_Problem description:_ The records below must be transcribed exactly. Do not include the pictures.

━━━━━ Records supplied

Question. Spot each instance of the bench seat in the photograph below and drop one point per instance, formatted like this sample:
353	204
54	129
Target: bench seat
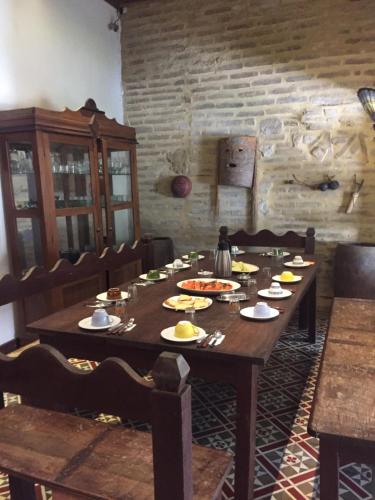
62	451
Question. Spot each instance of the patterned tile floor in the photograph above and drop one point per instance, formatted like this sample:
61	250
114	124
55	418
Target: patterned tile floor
287	457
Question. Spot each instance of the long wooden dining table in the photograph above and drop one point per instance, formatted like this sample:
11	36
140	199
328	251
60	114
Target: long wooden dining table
237	360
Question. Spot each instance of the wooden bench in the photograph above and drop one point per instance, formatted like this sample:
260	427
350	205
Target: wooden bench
343	413
39	280
83	458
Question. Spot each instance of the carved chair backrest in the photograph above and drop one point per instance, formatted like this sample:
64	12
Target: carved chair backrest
38	279
44	377
266	238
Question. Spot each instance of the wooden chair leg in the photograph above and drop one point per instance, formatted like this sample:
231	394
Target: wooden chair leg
20	489
329	470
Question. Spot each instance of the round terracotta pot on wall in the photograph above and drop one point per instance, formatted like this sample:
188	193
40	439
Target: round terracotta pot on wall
354	270
181	186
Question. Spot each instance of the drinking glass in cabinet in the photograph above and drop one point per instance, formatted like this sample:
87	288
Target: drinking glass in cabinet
119	173
71	175
23	176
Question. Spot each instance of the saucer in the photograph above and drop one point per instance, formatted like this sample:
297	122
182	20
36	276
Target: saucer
278	278
200	257
248	312
103	296
266	293
292	264
177	268
168	334
162	277
285	254
86	323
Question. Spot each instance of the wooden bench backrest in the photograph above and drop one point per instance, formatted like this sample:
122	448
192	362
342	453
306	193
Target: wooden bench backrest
43	376
39	279
266	238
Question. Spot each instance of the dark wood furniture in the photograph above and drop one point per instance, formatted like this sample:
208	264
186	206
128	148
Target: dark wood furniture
354	270
343	413
69	184
237	361
91	459
266	238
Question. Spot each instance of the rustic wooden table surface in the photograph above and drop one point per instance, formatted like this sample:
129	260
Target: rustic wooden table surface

━━━━━━━━━━

_Answer box:_
Question. Spot each instance of the bench seat in the photograph below and drop one point per instance, formatted like this sample:
353	204
54	129
Target: bench seat
62	451
Question. Spot each instance of the patterned tile floor in the photograph above and drop one point per instance, formatted like this sample:
61	250
114	124
55	418
Target: patterned tile floor
287	457
Question. Spot each instance of the long wooden dining table in the photograph above and drop one point per instance, formatted like this sample:
11	36
140	199
328	251
60	114
Target: long wooden dining table
237	360
Question. Spot each instance of the wooden bench in the photograph above and drop one point per instance, formatted like this sample:
260	427
350	205
Target: wooden bench
343	413
39	280
83	458
Question. Spot each instance of the carved chair backrest in the photograph above and drop one point per instance, formatted like this sample:
64	12
Target: carved chair backrest
38	279
44	377
266	238
Question. Spot each instance of the wooden chair leg in the photograph above and drop one point per instance, formatted like this sample:
231	394
Target: wooden chair leg
20	489
329	470
Question. Spot each instance of the round terracotta pot on wall in the photograph above and drop one point per instance, formatted like this sample:
188	193
40	439
Target: round terracotta pot on wall
354	270
181	186
Question. Spot each instance of the drinking glass in cabinet in the photograph above and drop one point per instance, formatted like this sample:
87	288
Target: drinking glass in cabinet
119	173
71	175
23	176
Question. Spot each instance of the saucer in the photograph above and drop one point per instance, formatted like this sample:
297	122
182	20
36	276
Target: saucer
278	278
200	257
248	312
103	296
266	293
292	264
177	268
168	334
162	277
285	254
86	323
Question. Spot each instance of the wooden bench backrest in the photograph above and drop one point per instance, formatted like this sample:
122	448
192	362
342	453
306	193
Target: wooden bench backrest
43	376
39	279
266	238
Question. Spot each instance of the dark wood furniture in the photograph above and drop one point per instance, formatted like this sample:
208	264
186	206
128	148
Target: dark wood furniture
354	270
343	413
69	184
237	361
91	459
266	238
Question. Spot each instance of the rustic wooden table surface in the photograph above and drop one point per instance, formatted like this sample:
129	260
Target: rustic wooden table surface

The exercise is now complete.